TASK TO COMPLETE:
Please rewrite the data below with every "site survey" swapped for "field study", leaving everything else unchanged.

EXERCISE DATA:

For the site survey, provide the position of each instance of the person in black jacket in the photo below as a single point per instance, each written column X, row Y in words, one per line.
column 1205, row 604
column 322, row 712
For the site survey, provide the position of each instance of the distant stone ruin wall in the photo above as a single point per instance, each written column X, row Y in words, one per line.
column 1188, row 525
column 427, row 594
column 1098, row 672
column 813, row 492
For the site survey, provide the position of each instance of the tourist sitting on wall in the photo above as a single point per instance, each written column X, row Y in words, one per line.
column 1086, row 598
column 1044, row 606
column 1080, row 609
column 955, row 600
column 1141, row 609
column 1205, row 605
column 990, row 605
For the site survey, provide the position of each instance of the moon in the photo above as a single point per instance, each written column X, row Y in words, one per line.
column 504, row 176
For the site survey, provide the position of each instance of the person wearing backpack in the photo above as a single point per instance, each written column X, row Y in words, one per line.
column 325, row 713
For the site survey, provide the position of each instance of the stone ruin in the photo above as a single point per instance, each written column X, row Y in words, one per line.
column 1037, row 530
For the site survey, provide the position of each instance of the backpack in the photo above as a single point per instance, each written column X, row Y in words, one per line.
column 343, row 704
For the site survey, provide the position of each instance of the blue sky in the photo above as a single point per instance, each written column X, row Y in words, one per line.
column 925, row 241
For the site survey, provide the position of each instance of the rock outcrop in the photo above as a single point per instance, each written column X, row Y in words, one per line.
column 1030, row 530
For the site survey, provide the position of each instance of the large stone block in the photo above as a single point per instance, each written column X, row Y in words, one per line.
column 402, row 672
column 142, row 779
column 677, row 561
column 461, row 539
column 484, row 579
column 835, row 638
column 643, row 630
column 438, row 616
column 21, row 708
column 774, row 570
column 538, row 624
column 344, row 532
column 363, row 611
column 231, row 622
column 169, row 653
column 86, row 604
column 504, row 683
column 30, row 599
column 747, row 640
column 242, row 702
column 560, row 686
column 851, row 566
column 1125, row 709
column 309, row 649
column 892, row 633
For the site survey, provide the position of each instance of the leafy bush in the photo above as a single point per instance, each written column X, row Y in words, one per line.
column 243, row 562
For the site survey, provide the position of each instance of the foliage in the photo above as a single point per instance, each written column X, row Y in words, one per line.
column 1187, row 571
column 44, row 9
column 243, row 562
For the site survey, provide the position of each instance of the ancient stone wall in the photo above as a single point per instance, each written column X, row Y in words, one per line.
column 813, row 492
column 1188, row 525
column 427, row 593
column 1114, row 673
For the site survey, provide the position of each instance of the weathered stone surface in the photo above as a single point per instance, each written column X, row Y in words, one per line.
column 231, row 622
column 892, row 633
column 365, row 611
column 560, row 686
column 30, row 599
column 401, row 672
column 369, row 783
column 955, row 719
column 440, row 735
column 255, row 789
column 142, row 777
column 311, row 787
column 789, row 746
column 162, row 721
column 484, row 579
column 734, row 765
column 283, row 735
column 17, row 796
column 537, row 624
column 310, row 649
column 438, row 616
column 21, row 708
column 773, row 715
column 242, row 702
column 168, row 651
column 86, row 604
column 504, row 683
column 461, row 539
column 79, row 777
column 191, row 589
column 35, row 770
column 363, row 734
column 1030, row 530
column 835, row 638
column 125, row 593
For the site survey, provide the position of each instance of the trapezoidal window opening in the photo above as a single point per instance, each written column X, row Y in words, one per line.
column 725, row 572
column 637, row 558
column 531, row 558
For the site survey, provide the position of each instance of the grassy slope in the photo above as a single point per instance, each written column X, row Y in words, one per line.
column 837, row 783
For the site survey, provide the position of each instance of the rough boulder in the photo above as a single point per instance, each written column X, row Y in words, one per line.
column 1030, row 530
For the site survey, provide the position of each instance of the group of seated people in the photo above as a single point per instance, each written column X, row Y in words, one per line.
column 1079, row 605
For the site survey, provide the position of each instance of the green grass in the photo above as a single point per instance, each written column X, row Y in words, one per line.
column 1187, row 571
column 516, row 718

FULL SOLUTION:
For the field study, provide the position of each instance of the person in black jacket in the photo below as a single point per instance, each written column X, row Y in words, one per line.
column 1205, row 604
column 322, row 712
For the field study, provide the position of each instance of the distant stone ruin wall in the photo above as a single point per instance, each written column X, row Y in words, one per line.
column 1188, row 525
column 427, row 594
column 1098, row 672
column 813, row 492
For the field study, provide the position of each instance of the tourist sitting on wall in the photo above as a single point per instance, each written column X, row Y in words, one per line.
column 1086, row 598
column 1044, row 606
column 1080, row 609
column 955, row 600
column 1141, row 609
column 1205, row 605
column 990, row 605
For the field study, provide the position of each instance of the moon in the photo above as a single point per instance, each written column X, row Y in words, one per line.
column 504, row 176
For the field study, provide the position of each instance of the person wearing backpack in the photo above as a single point per instance, each written column X, row Y in words, one per line.
column 325, row 713
For the field study, provide the position of each instance of the stone ruin in the photo above as a single point per instance, each written column X, row Y in words, one per line.
column 1037, row 530
For the field study, provide the position of each instance of the backpack in the photo above as a single point per instance, each written column X, row Y in words, one per line.
column 343, row 704
For the field study, provide the position of each instance of the blue sky in the photo above as a single point per instance, each written column X, row Y in words, one per line.
column 925, row 241
For the field study, provide the position of each instance of the rock outcrop in the photo above as a single point per instance, each written column X, row Y in words, one per line.
column 1030, row 530
For the field study, provide the position of each instance of the large stone block in the photo above as a single point per instance, each written column X, row Y in words, one per line.
column 402, row 672
column 142, row 779
column 677, row 561
column 461, row 539
column 484, row 579
column 835, row 638
column 643, row 630
column 438, row 616
column 21, row 708
column 774, row 570
column 538, row 624
column 344, row 532
column 363, row 611
column 231, row 622
column 169, row 653
column 86, row 604
column 504, row 683
column 30, row 599
column 747, row 640
column 242, row 702
column 560, row 686
column 851, row 566
column 1125, row 709
column 309, row 649
column 892, row 633
For the field study, provide the position of each instance of the leafy bush in the photo above as a single point per instance, each written column X, row Y in words, one per line.
column 243, row 562
For the field study, provide the position of each instance of the foliage in the photo above as a single point per instance, each written column X, row Y in words, one per line.
column 1187, row 571
column 44, row 9
column 243, row 562
For the field study, provide the position of each instance of the ancient stone wall in the photo above as a single point per instance, each written column X, row Y in words, one per line.
column 813, row 492
column 1188, row 525
column 427, row 593
column 1114, row 673
For the field study, provide the position of each instance of the weathered stone surface in the photo above as a single point per instance, each written column X, row Y in words, one per line.
column 231, row 622
column 892, row 633
column 365, row 611
column 560, row 686
column 30, row 599
column 401, row 672
column 369, row 783
column 955, row 719
column 440, row 735
column 255, row 789
column 142, row 777
column 311, row 787
column 789, row 746
column 162, row 721
column 484, row 579
column 734, row 765
column 283, row 735
column 17, row 796
column 537, row 624
column 310, row 649
column 438, row 616
column 21, row 708
column 773, row 715
column 242, row 702
column 168, row 651
column 86, row 604
column 504, row 683
column 461, row 539
column 79, row 777
column 191, row 589
column 35, row 770
column 363, row 734
column 1030, row 530
column 835, row 638
column 125, row 593
For the field study, provide the position of each instance of the trapezoidal window opening in the photo above as a single point per instance, each written column X, row Y in words, one per line.
column 725, row 572
column 637, row 558
column 531, row 558
For the field study, provide the position of each instance of the grassy slope in the photo above as a single point per instance, each written column X, row Y in words, one per line.
column 837, row 783
For the field study, provide the position of each instance of the rough boulder in the photo above as a single point per instance, each written column X, row Y in words, one per line.
column 1030, row 530
For the field study, provide the position of each instance of the group of seated people in the photo above as a single point per instance, each written column X, row Y in words, one per line.
column 1079, row 605
For the field study, provide the position of each instance of the green grass in the photo above as a single point per instance, each written column X, row Y in words, one per line.
column 1187, row 571
column 516, row 718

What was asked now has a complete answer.